▸ Instructions to follow
The required answer is an exact copy of every entry underneath.

(Region pointing data)
*-*-*

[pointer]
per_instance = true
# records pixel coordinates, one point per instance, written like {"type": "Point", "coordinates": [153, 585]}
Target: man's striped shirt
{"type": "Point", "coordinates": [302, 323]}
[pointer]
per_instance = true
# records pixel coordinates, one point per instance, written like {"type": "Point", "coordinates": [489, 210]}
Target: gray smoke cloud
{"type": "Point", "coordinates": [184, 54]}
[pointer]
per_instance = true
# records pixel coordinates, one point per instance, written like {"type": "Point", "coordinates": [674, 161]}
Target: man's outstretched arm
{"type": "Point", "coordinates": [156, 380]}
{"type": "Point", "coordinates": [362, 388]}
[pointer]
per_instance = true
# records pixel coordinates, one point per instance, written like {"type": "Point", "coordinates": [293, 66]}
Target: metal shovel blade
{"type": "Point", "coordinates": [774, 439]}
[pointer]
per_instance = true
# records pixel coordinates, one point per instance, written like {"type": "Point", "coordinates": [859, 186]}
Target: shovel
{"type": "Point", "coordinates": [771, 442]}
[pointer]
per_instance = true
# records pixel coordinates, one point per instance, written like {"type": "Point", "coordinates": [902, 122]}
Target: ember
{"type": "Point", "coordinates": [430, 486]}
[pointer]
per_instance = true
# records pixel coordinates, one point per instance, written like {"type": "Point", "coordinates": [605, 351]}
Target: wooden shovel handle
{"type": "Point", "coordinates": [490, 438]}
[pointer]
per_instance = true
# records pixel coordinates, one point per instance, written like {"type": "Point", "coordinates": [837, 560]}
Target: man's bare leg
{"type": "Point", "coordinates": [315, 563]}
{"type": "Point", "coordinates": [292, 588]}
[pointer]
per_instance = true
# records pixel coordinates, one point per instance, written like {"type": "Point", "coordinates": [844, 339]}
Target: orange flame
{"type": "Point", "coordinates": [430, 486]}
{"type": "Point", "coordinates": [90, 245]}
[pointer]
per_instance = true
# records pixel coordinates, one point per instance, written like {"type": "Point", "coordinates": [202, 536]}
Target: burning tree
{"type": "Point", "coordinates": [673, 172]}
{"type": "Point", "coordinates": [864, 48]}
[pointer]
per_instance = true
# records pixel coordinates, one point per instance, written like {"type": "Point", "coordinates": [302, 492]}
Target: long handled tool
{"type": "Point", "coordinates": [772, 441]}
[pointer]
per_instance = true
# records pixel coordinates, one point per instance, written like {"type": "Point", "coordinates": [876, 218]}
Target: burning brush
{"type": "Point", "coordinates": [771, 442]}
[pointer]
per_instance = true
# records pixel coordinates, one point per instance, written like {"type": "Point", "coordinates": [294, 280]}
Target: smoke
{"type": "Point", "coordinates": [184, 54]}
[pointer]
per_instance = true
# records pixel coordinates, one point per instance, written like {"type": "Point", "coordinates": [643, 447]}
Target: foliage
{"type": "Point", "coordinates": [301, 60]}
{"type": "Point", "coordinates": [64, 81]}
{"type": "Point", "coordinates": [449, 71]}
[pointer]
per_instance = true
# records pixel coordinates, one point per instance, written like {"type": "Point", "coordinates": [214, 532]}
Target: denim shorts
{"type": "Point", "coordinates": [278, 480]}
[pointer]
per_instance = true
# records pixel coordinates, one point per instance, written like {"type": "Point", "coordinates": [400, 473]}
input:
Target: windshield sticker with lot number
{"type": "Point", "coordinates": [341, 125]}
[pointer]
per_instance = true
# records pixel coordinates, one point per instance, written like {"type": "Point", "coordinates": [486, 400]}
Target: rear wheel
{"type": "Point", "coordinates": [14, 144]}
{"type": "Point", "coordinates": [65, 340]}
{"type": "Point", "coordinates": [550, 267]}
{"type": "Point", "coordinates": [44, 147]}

*-*-*

▸ Written response
[pointer]
per_instance = true
# records pixel coordinates, one point per instance, written like {"type": "Point", "coordinates": [153, 585]}
Target: man's striped shirt
{"type": "Point", "coordinates": [302, 323]}
[pointer]
per_instance = true
# records pixel coordinates, one point per instance, written like {"type": "Point", "coordinates": [489, 210]}
Target: gray smoke cloud
{"type": "Point", "coordinates": [184, 54]}
[pointer]
per_instance = true
# records pixel coordinates, one point per instance, written like {"type": "Point", "coordinates": [674, 161]}
Target: man's outstretched arm
{"type": "Point", "coordinates": [156, 380]}
{"type": "Point", "coordinates": [362, 388]}
[pointer]
per_instance = true
# records pixel coordinates, one point per instance, written like {"type": "Point", "coordinates": [293, 66]}
Target: metal shovel blade
{"type": "Point", "coordinates": [774, 439]}
[pointer]
per_instance = true
# records pixel coordinates, one point per instance, written like {"type": "Point", "coordinates": [859, 186]}
Target: shovel
{"type": "Point", "coordinates": [771, 442]}
[pointer]
per_instance = true
# records pixel coordinates, one point per instance, written like {"type": "Point", "coordinates": [902, 122]}
Target: ember
{"type": "Point", "coordinates": [430, 486]}
[pointer]
per_instance = true
# records pixel coordinates, one point per instance, written like {"type": "Point", "coordinates": [605, 351]}
Target: wooden shovel handle
{"type": "Point", "coordinates": [490, 438]}
[pointer]
per_instance = true
# records pixel coordinates, one point per instance, written like {"type": "Point", "coordinates": [837, 560]}
Target: man's bare leg
{"type": "Point", "coordinates": [315, 563]}
{"type": "Point", "coordinates": [292, 588]}
[pointer]
per_instance = true
# records pixel coordinates, one point per instance, written like {"type": "Point", "coordinates": [844, 339]}
Target: orange flame
{"type": "Point", "coordinates": [430, 486]}
{"type": "Point", "coordinates": [90, 245]}
[pointer]
per_instance = true
# records pixel coordinates, one point per instance, written like {"type": "Point", "coordinates": [202, 536]}
Target: burning tree
{"type": "Point", "coordinates": [673, 172]}
{"type": "Point", "coordinates": [864, 48]}
[pointer]
per_instance = true
# records pixel coordinates, one point per instance, written like {"type": "Point", "coordinates": [302, 492]}
Target: long handled tool
{"type": "Point", "coordinates": [772, 441]}
[pointer]
per_instance = true
# records pixel coordinates, one point per instance, written like {"type": "Point", "coordinates": [876, 218]}
Target: burning brush
{"type": "Point", "coordinates": [771, 442]}
[pointer]
per_instance = true
# records pixel coordinates, one point per instance, written like {"type": "Point", "coordinates": [294, 280]}
Target: smoke
{"type": "Point", "coordinates": [184, 54]}
[pointer]
per_instance = true
# records pixel coordinates, one point per instance, written like {"type": "Point", "coordinates": [643, 447]}
Target: foliage
{"type": "Point", "coordinates": [301, 60]}
{"type": "Point", "coordinates": [64, 81]}
{"type": "Point", "coordinates": [449, 71]}
[pointer]
per_instance = true
# records pixel coordinates, one point per instance, written like {"type": "Point", "coordinates": [214, 532]}
Target: denim shorts
{"type": "Point", "coordinates": [278, 480]}
[pointer]
per_instance = true
# records pixel coordinates, one point per instance, written like {"type": "Point", "coordinates": [400, 473]}
input:
Target: windshield sticker with lot number
{"type": "Point", "coordinates": [341, 125]}
[pointer]
per_instance = true
# records pixel coordinates, one point per instance, written like {"type": "Point", "coordinates": [486, 400]}
Target: rear wheel
{"type": "Point", "coordinates": [14, 144]}
{"type": "Point", "coordinates": [65, 340]}
{"type": "Point", "coordinates": [550, 267]}
{"type": "Point", "coordinates": [44, 147]}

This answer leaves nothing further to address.